■ EXERCISE GOAL
Turn the rows below into a numbered list with one item per line, skipping blank lines and leaving out the pictures.

■ TASK MATERIAL
#####

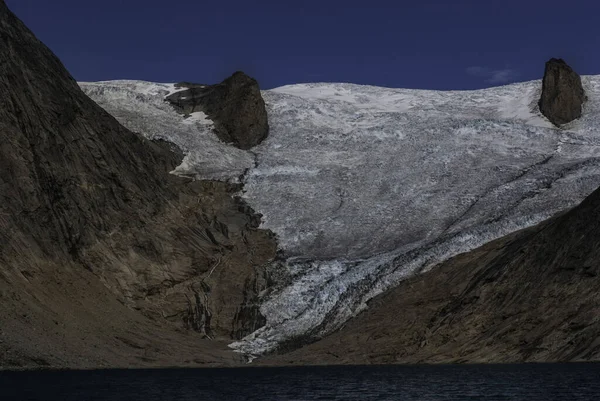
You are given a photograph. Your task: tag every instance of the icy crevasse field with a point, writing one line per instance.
(365, 186)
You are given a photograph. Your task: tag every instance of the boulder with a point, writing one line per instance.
(562, 93)
(235, 106)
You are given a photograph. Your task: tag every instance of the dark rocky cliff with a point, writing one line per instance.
(529, 297)
(562, 93)
(85, 201)
(235, 106)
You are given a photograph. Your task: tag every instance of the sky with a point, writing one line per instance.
(423, 44)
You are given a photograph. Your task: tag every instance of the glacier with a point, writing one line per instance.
(365, 186)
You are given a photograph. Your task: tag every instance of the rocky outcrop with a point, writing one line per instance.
(529, 297)
(89, 209)
(235, 106)
(562, 93)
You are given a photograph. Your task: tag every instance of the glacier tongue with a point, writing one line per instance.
(140, 106)
(365, 186)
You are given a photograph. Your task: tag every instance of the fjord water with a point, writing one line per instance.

#####

■ THE OUTPUT
1. You are given a photograph. Your task: tag every instance of the icy crevasse field with a point, writing one line per instance.
2. (365, 186)
3. You are given a photograph. Your task: tag every instance of the boulder with a point, writing one line per instance.
4. (562, 93)
5. (235, 106)
6. You are given a photograph. Your task: tag every instance of the dark rocky cliff with a point, writing one line per instance.
7. (529, 297)
8. (562, 93)
9. (85, 201)
10. (235, 106)
11. You are given a photograph. Your task: tag every instance of the sky with a point, writing one line per instance.
12. (423, 44)
13. You are given a photograph. Your task: tag every instance of the glacier with a point, writing one line per instance.
14. (365, 186)
15. You are given a photograph. Your task: tag every instance of the rocky outcrop with a point, writing one line per instance.
16. (529, 297)
17. (89, 209)
18. (235, 106)
19. (562, 93)
20. You are given a photograph. Your task: tag every instance of the glacier tongue with a point, writing one line per instance.
21. (140, 106)
22. (365, 186)
23. You are given a photograph. Your task: tag every instance of the fjord water with a point, writing one line per instance.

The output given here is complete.